┌─ MATERIAL TO PROCESS
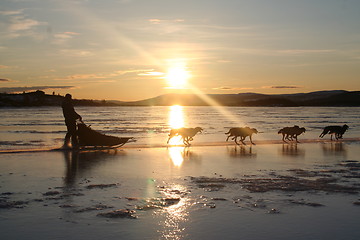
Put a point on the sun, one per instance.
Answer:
(177, 77)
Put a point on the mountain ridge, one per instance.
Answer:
(317, 98)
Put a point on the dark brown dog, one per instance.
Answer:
(338, 131)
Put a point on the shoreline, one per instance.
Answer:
(200, 192)
(195, 144)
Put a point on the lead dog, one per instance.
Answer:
(338, 131)
(291, 132)
(186, 134)
(241, 132)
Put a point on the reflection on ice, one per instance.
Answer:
(241, 151)
(176, 155)
(292, 150)
(171, 227)
(176, 120)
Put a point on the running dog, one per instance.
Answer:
(241, 132)
(186, 134)
(291, 133)
(338, 131)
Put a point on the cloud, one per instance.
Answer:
(158, 21)
(22, 89)
(63, 37)
(282, 87)
(224, 88)
(18, 24)
(110, 76)
(7, 13)
(151, 74)
(76, 53)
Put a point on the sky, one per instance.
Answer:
(136, 49)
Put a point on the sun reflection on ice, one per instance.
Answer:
(176, 214)
(176, 120)
(176, 155)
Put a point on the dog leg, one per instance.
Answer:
(251, 141)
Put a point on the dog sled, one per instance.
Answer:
(89, 138)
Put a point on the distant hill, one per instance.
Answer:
(319, 98)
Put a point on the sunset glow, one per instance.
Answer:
(132, 54)
(177, 77)
(176, 120)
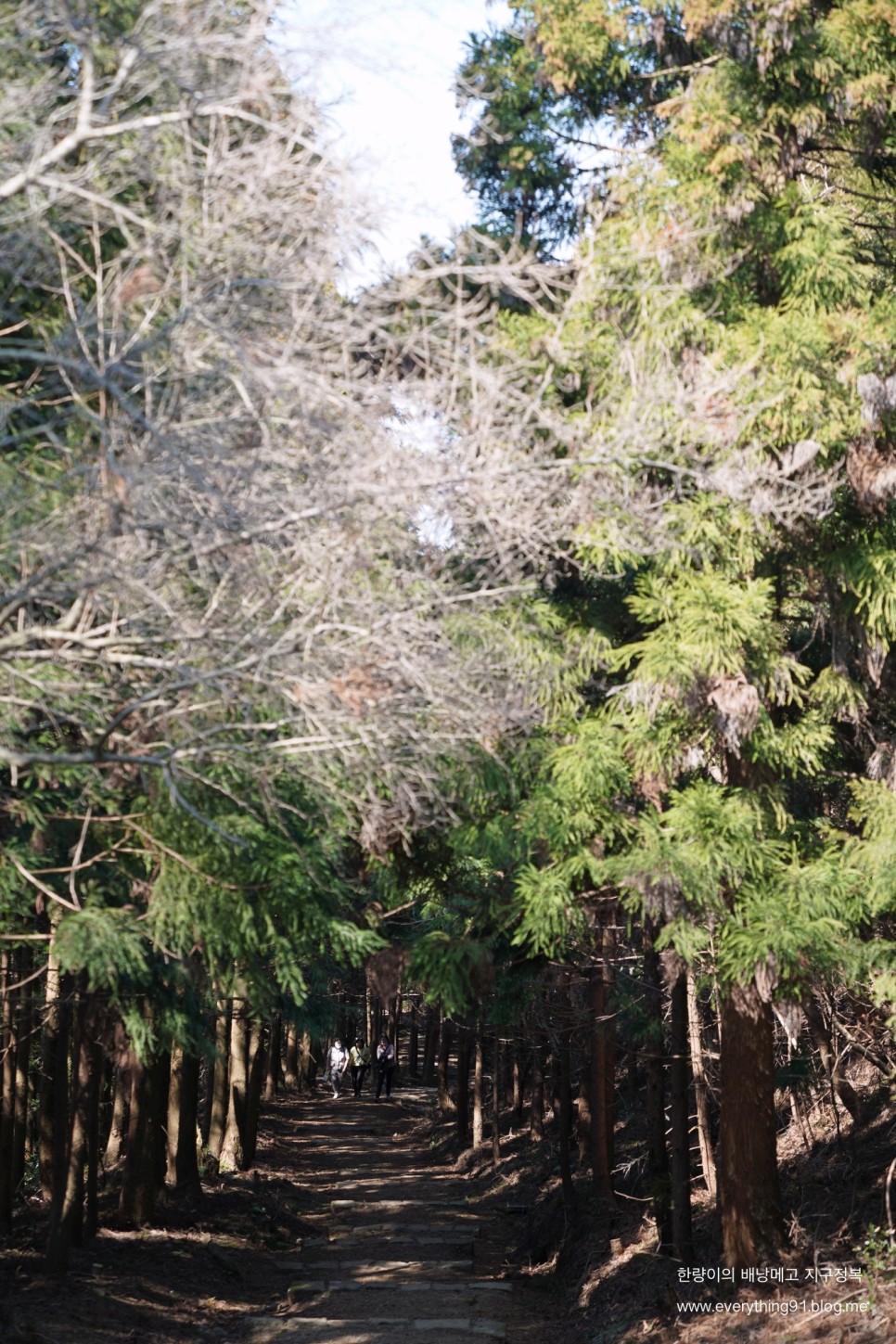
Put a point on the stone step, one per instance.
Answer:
(396, 1224)
(379, 1266)
(314, 1287)
(320, 1329)
(375, 1206)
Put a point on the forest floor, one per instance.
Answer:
(360, 1222)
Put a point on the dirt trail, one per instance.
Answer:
(347, 1232)
(398, 1253)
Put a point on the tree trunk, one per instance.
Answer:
(566, 1114)
(92, 1194)
(821, 1039)
(137, 1200)
(656, 1093)
(680, 1117)
(68, 1203)
(221, 1081)
(601, 1086)
(477, 1086)
(414, 1041)
(700, 1087)
(255, 1080)
(462, 1083)
(446, 1105)
(120, 1104)
(8, 1089)
(752, 1229)
(23, 1024)
(233, 1149)
(536, 1107)
(272, 1068)
(430, 1043)
(292, 1056)
(53, 1100)
(496, 1100)
(183, 1107)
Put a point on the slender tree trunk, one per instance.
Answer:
(566, 1113)
(221, 1080)
(23, 1024)
(656, 1093)
(233, 1149)
(821, 1039)
(414, 1041)
(68, 1203)
(255, 1080)
(430, 1042)
(120, 1104)
(8, 1089)
(752, 1229)
(292, 1056)
(536, 1107)
(462, 1083)
(700, 1087)
(54, 1050)
(272, 1069)
(680, 1119)
(137, 1199)
(92, 1192)
(477, 1085)
(496, 1100)
(601, 1110)
(183, 1107)
(446, 1105)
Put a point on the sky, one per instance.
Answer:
(384, 71)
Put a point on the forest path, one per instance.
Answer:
(396, 1253)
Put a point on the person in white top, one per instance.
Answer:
(336, 1065)
(384, 1066)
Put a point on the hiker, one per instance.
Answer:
(336, 1065)
(384, 1066)
(359, 1060)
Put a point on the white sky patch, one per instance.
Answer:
(383, 70)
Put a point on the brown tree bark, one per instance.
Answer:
(430, 1043)
(477, 1085)
(6, 1087)
(221, 1080)
(233, 1148)
(68, 1203)
(272, 1063)
(446, 1105)
(752, 1230)
(680, 1117)
(496, 1100)
(183, 1107)
(53, 1100)
(536, 1107)
(566, 1113)
(832, 1063)
(700, 1087)
(462, 1083)
(120, 1107)
(656, 1093)
(137, 1199)
(292, 1056)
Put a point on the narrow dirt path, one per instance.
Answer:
(396, 1250)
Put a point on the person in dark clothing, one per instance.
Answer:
(384, 1066)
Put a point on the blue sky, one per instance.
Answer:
(384, 70)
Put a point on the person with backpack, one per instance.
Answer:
(336, 1066)
(384, 1066)
(359, 1060)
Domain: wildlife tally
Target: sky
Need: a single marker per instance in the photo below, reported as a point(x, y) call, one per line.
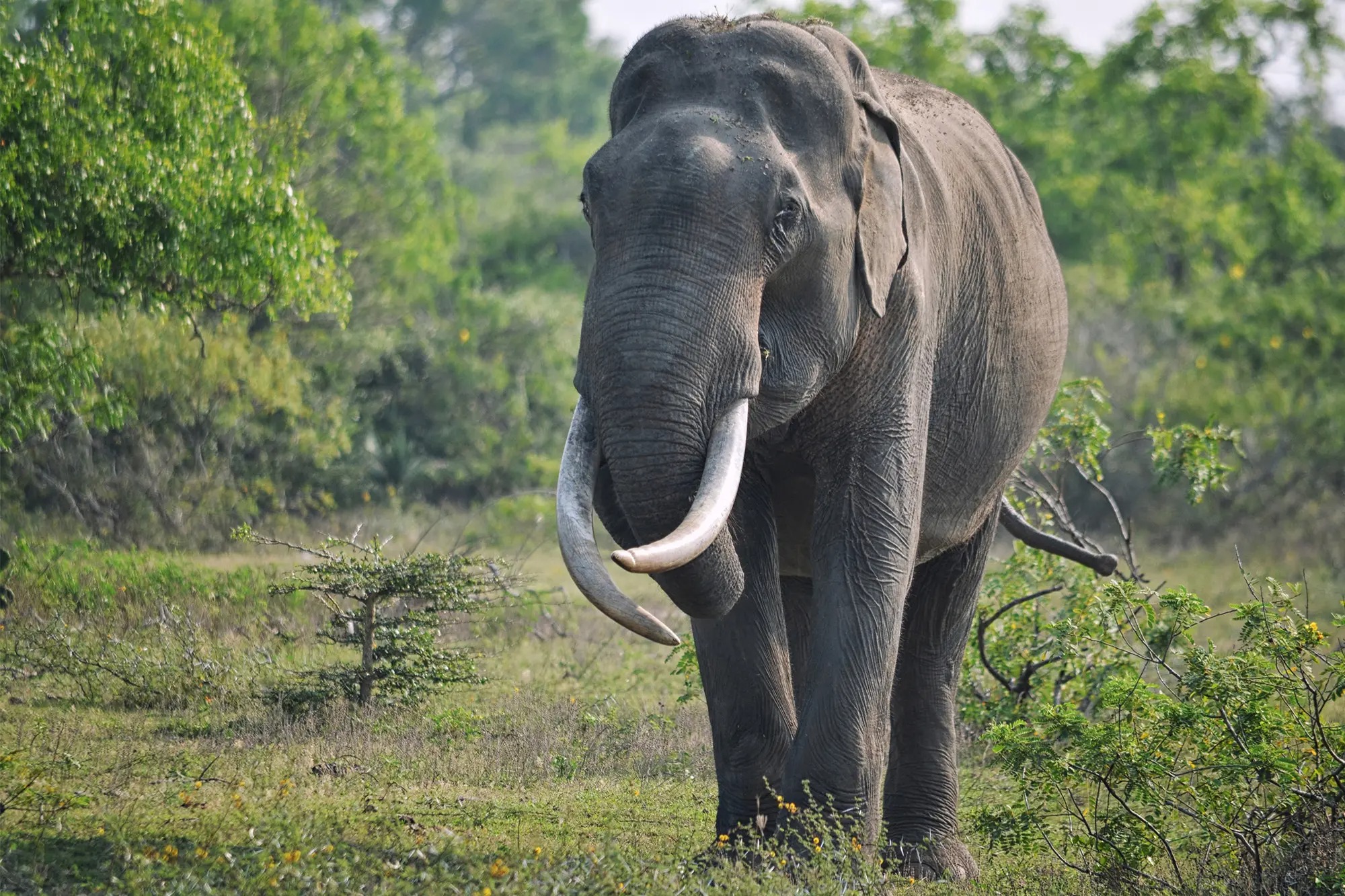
└─
### WHAT IS NEEDED
Copy all of the records above word for word, including every coordinate, but leave out the pictures.

### SOLUTION TO THE EXERCISE
Put a point on the sun, one per instance.
Answer:
(177, 77)
Put a point on the mountain ridge, one per instance.
Answer:
(317, 98)
Put a point on the dark brown dog, one per instance.
Answer:
(338, 131)
Put a point on the shoreline, one per instance.
Answer:
(200, 192)
(195, 144)
Put a point on the lead dog, one per instance.
Answer:
(338, 131)
(291, 132)
(186, 134)
(241, 132)
Put a point on the reflection on ice, one per instance.
Answer:
(241, 151)
(176, 155)
(292, 150)
(171, 227)
(176, 120)
Put a point on the running dog, one per instance.
Answer:
(241, 132)
(186, 134)
(291, 133)
(338, 131)
Put a point on the cloud, one per instance.
Answer:
(158, 21)
(22, 89)
(63, 37)
(282, 87)
(224, 88)
(18, 24)
(110, 76)
(7, 13)
(151, 74)
(76, 53)
Put a point on the sky, one per instance.
Answer:
(136, 49)
Put a point on the sun reflection on ice, one per instance.
Answer:
(176, 214)
(176, 120)
(176, 155)
Put a point on the dog leg, one per instance.
Answer:
(251, 141)
Put a point on the dog sled, one per instance.
Answer:
(89, 138)
Put a point on the distant hill, one per instance.
Answer:
(319, 98)
Put a point on the sunset glow, one per instance.
Answer:
(132, 54)
(177, 77)
(176, 120)
Put a point on the stone step, one per instance.
Answer:
(396, 1224)
(379, 1266)
(314, 1287)
(320, 1329)
(375, 1206)
Put a point on the forest floor, one per instance.
Answer:
(360, 1222)
Put a point on the dirt trail, one per instance.
Answer:
(347, 1232)
(398, 1253)
Put a point on the tree trunk, one per instance.
Answer:
(566, 1114)
(92, 1194)
(821, 1039)
(137, 1200)
(656, 1093)
(680, 1117)
(68, 1203)
(221, 1081)
(601, 1086)
(477, 1086)
(414, 1041)
(700, 1087)
(255, 1080)
(462, 1083)
(446, 1105)
(120, 1104)
(8, 1089)
(752, 1229)
(23, 1024)
(233, 1149)
(536, 1107)
(272, 1068)
(430, 1043)
(292, 1056)
(53, 1100)
(496, 1100)
(183, 1107)
Put a point on the slender tree trunk, one per instance.
Answer:
(566, 1113)
(221, 1080)
(23, 1024)
(656, 1093)
(233, 1149)
(821, 1039)
(414, 1041)
(68, 1203)
(255, 1080)
(430, 1042)
(120, 1104)
(8, 1089)
(752, 1229)
(292, 1056)
(536, 1107)
(462, 1083)
(700, 1087)
(54, 1050)
(272, 1069)
(680, 1119)
(137, 1199)
(92, 1192)
(477, 1085)
(496, 1100)
(601, 1110)
(183, 1107)
(446, 1105)
Put a point on the sky, one per instance.
Answer:
(384, 71)
Put a point on the forest path, one per instance.
Answer:
(396, 1253)
Put a point on the person in white top, one per instance.
Answer:
(336, 1065)
(384, 1066)
Put a point on the hiker, one per instance.
Answer:
(336, 1065)
(384, 1066)
(359, 1060)
Put a point on the white sky patch, one per instance.
Answer:
(383, 70)
Put a point on the brown tree bark, one per instance.
Answer:
(430, 1043)
(477, 1085)
(6, 1087)
(221, 1080)
(233, 1148)
(68, 1203)
(272, 1063)
(446, 1105)
(752, 1230)
(680, 1117)
(496, 1100)
(183, 1107)
(53, 1100)
(536, 1107)
(566, 1113)
(832, 1063)
(700, 1087)
(462, 1083)
(120, 1107)
(656, 1093)
(137, 1199)
(292, 1056)
Put a point on the narrow dirt path, one per instance.
Answer:
(396, 1250)
Put a point on the person in dark clothing, one per instance.
Answer:
(384, 1066)
Put a point on the blue sky, one per instance.
Answer:
(384, 70)
Put a point on the person with backpack, one per instance.
Answer:
(336, 1066)
(384, 1066)
(359, 1060)
Domain: wildlife tally
Target: sky
Need: a single marker per instance in the photo below, reported as a point(x, y) call, one per line.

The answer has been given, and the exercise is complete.